Nabi Muhammad memang tak lagi ada di dunia ini. Tapi di malam-malam yang kerap didekap rasa gelisah ini, aku  kerap bertanya dalam keheningan diri yang bukan sekadar sepi: “Apa jadinya jika Nabi yang agung itu kembali hidup dan berjalan bersama kita di abad ini—abad yang canggih tapi gamang, abad yang berkilau tapi keropos oleh kegelisahan spiritual dan makna hidup yang tandus?”. Begitulah dialog imajiner yang bergejolak dalam batin ini. Aku membayangkan bertemu Rasul dan bertanya tentang beberapa hal kepadanya.

 

Nabi, dalam khayalku, andai ia hadir kembali di abad ini, ia tidak datang dengan sorak sorai atau pawai kehormatan. Karena memang ia tidak ingin dipuja. Apalagi dikeramatkan (disakralkan). Ia tidak muncul di layar kaca, tidak menghadiri forum elite, tidak berpose di konferensi pers. Ia berjalan pelan, seperti biasanya, membelah lorong-lorong kota yang riuh oleh poster-poster pemilu dan baliho-baliho bertuliskan nama-nama keluarganya—yang kini menjadi semacam merek dagang, dijual dalam diskursus keagamaan yang sudah kehilangan cahaya.

 

Di hadapannya aku ingin menyapanya, tapi lidahku kelu tak berdaya. Sebab dalam diamnya saja, aku seperti dihakimi oleh cermin yang bening sekali. Tapi entah dari mana keberanian itu datang, aku bertanya, pelan, gemetar: "Ya Rasulullah, jika engkau menyaksikan bagaimana sebagian orang kini menjadikan keturunanmu sebagai alat untuk menjual legitimasi, bagaimana mereka memperdagangkan garis darahmu untuk meraih kehormatan dan suara, apa yang akan engkau katakan?".

##############################

> _Perintah_
Tolong jawab pertanyaan berikut berdasarkan kutipan teks di atas.
1. Dalam dialog imajinernya, apa yang dibayangkan si aku akan dilakukannya dengan Rasul?
2. Bagaimana cara Nabi berjalan membelah lorong-lorong kota dalam khayalan itu?
3. Dengan cara apa si aku akhirnya mengajukan pertanyaannya kepada Rasulullah?

(Daftar data)

##############################

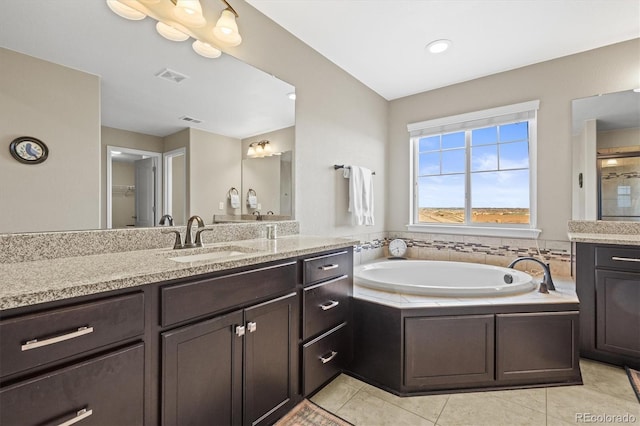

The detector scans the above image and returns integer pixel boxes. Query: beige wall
[386,39,640,240]
[0,48,100,233]
[228,2,388,236]
[189,129,241,223]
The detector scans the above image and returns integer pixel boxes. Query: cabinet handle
[611,256,640,262]
[20,326,93,352]
[58,408,93,426]
[320,300,340,311]
[318,263,340,271]
[320,351,338,364]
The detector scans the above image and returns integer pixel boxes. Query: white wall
[0,48,101,233]
[386,39,640,240]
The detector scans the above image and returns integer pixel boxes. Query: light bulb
[213,9,242,46]
[173,0,207,28]
[191,40,222,59]
[156,21,189,41]
[107,0,147,21]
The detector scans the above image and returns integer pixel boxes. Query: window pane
[418,151,440,176]
[471,126,498,146]
[471,170,529,224]
[442,132,464,149]
[418,135,440,152]
[418,175,464,223]
[500,121,529,142]
[471,145,498,172]
[442,149,465,174]
[500,142,529,170]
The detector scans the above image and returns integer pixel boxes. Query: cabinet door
[244,293,299,425]
[596,269,640,357]
[161,311,242,426]
[496,312,580,381]
[404,315,494,387]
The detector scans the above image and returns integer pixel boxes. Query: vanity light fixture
[247,139,273,157]
[427,39,452,54]
[106,0,242,58]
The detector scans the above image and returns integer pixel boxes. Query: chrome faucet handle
[194,228,213,247]
[162,230,183,250]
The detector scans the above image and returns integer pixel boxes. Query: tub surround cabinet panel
[351,299,581,395]
[576,243,640,368]
[301,249,353,396]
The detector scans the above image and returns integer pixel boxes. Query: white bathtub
[354,260,537,297]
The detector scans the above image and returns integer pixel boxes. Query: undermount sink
[169,247,256,263]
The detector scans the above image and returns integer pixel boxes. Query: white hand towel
[349,166,374,226]
[230,194,240,209]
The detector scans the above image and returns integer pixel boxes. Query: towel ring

##############################

> _Jawaban Benar_
1. Bertemu Rasul dan bertanya tentang beberapa hal kepadanya.
2. Pelan, seperti biasanya.
3. Pelan dan gemetar.